**What to produce**
Rescale the lines of the listing starting with the line containing "Mark the man with glasses" and going on through the end of the listing, reproducing them with the requests included. Multiply every point coordinate in the answers by 0.8 and round to whole numbers with halves rounded up.
** START Provided data **
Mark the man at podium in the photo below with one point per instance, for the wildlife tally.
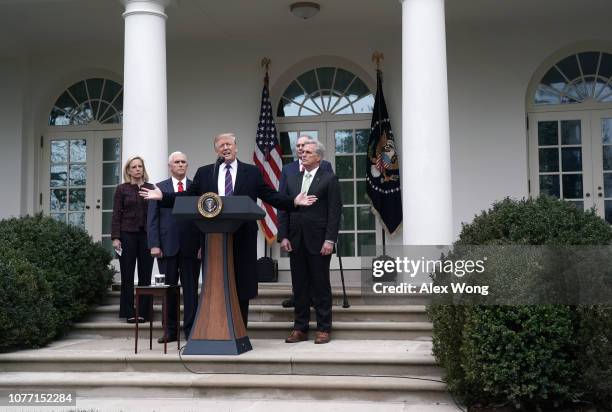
(230, 177)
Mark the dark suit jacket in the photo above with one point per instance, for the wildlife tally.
(317, 223)
(292, 169)
(166, 233)
(249, 182)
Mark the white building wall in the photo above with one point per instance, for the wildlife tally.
(11, 108)
(216, 87)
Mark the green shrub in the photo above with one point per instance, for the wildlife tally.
(27, 315)
(528, 356)
(76, 268)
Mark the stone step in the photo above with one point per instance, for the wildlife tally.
(276, 313)
(272, 357)
(273, 330)
(275, 295)
(236, 386)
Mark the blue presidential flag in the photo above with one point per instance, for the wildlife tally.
(382, 165)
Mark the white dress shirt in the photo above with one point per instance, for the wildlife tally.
(175, 183)
(221, 178)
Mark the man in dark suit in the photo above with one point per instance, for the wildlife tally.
(313, 232)
(175, 245)
(292, 169)
(230, 177)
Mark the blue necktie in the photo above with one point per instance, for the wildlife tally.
(229, 189)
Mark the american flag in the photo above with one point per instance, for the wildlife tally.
(267, 157)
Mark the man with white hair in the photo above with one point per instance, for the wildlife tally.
(175, 245)
(293, 169)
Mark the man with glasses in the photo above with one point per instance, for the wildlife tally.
(293, 169)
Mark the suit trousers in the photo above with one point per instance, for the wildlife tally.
(187, 269)
(134, 245)
(310, 277)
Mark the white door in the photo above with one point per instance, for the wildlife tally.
(346, 145)
(81, 171)
(359, 229)
(562, 157)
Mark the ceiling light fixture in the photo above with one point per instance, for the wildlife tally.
(304, 9)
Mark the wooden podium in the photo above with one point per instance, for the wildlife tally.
(218, 328)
** END Provided data **
**Result of this exercise**
Mark the man with glasses in the photo above with one point per instance, for the wildlife tally.
(234, 135)
Mark the suit trousers in the photo above with one point per instance, for the wildlife tally.
(150, 215)
(107, 196)
(248, 222)
Mark the white door in the photo above with one point per instance, for the wildlife tally.
(277, 116)
(65, 137)
(287, 183)
(450, 126)
Mark the ceiling light fixture in the photo above with one point per instance, for the wildlife tally.
(243, 7)
Mark the wooden podium in the photo above with one point per instance, for the wildlife tally.
(174, 262)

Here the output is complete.